What this task involves: Look through the material below and report every line that includes "grass".

Given entries:
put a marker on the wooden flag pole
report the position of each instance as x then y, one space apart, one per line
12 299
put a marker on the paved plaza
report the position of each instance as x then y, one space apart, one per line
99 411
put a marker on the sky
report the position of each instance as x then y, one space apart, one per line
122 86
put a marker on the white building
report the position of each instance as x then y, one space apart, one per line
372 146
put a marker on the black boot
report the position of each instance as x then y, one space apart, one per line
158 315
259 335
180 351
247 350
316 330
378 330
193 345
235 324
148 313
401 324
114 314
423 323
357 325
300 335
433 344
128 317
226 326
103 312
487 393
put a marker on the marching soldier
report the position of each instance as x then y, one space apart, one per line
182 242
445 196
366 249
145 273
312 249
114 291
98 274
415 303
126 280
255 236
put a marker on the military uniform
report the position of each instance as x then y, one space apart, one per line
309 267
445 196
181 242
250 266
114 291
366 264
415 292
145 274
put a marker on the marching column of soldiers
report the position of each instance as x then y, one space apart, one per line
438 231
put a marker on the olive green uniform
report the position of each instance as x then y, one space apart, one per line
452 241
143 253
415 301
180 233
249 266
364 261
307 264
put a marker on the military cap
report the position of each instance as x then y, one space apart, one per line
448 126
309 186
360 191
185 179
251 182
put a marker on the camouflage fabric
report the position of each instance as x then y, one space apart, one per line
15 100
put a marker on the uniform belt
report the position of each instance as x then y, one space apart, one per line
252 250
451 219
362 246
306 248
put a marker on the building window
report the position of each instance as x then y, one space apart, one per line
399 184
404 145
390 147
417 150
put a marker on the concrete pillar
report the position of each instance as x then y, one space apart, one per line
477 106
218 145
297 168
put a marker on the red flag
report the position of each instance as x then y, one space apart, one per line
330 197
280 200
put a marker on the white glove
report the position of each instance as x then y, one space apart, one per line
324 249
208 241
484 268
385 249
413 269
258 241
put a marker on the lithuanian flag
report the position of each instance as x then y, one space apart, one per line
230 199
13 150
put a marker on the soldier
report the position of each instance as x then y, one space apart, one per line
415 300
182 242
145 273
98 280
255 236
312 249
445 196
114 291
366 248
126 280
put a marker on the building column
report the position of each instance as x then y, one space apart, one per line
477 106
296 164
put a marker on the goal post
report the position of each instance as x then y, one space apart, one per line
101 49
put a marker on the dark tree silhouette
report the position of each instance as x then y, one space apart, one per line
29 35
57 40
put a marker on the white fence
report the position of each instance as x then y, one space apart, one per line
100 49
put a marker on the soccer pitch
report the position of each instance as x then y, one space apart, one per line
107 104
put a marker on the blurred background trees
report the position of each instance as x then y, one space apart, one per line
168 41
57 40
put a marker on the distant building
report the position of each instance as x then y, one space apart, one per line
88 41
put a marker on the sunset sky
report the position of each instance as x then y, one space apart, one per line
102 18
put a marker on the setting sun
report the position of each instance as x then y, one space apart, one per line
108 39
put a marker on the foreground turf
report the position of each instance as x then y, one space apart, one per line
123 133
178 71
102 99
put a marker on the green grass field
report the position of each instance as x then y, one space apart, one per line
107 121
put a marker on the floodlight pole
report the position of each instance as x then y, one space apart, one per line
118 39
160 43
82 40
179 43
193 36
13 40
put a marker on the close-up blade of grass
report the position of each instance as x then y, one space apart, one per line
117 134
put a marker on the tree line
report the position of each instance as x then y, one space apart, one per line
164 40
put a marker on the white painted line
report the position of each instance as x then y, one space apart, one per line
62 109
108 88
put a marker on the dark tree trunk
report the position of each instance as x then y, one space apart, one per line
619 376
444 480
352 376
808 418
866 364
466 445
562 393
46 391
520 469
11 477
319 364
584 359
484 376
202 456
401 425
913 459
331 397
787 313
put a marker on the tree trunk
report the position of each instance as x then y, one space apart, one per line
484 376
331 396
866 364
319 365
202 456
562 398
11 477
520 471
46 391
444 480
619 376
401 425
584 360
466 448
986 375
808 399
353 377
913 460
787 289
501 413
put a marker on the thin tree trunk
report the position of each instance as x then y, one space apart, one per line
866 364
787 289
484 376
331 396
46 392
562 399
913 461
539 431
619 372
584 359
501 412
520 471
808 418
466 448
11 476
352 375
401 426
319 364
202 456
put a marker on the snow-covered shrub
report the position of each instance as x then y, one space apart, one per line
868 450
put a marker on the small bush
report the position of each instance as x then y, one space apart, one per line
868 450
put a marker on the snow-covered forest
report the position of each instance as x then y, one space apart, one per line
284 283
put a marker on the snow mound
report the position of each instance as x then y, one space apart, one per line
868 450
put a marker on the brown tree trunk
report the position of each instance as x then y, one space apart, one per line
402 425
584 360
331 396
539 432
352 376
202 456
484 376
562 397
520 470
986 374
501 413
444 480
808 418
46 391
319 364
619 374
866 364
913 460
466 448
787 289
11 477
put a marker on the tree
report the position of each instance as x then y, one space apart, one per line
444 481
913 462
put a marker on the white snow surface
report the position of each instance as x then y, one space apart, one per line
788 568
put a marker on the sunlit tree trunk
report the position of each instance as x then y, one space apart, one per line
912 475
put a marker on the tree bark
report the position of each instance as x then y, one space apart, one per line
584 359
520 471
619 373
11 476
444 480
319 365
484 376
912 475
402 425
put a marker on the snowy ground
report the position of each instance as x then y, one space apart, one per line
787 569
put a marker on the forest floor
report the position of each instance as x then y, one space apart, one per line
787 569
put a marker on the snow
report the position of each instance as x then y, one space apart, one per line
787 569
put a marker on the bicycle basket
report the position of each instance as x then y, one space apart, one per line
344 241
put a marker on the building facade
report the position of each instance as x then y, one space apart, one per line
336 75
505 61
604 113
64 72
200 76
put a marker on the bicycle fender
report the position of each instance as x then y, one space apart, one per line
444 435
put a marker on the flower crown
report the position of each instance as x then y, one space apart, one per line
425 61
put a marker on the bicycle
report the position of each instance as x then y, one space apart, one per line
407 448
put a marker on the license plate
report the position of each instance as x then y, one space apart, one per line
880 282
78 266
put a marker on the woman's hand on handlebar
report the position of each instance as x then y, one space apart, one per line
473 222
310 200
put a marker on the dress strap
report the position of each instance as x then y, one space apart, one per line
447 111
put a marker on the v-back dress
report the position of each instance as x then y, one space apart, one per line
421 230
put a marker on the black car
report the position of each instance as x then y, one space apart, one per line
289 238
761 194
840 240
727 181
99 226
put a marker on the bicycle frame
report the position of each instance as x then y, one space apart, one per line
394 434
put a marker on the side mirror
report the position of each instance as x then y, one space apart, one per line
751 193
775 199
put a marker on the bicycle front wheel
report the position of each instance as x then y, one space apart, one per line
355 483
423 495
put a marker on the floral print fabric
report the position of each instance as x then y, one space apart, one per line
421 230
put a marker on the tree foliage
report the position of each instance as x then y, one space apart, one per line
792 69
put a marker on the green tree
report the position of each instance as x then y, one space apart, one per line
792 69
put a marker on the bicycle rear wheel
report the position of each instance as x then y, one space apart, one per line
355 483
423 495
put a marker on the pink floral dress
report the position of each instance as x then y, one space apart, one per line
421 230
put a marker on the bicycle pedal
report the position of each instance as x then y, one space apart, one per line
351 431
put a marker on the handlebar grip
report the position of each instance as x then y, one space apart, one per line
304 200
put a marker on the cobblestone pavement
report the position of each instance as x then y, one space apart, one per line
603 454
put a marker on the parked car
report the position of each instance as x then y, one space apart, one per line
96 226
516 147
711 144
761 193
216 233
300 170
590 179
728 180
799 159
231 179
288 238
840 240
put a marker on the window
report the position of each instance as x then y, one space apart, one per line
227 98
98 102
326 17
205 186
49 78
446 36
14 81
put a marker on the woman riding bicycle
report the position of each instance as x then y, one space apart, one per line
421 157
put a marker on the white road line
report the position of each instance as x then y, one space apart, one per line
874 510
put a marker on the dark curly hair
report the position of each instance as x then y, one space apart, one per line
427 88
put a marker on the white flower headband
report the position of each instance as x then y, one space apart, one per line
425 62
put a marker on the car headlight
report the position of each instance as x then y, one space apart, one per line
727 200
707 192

Solution for this exercise:
put a marker on the green grass field
put a marker on the close-up blade of grass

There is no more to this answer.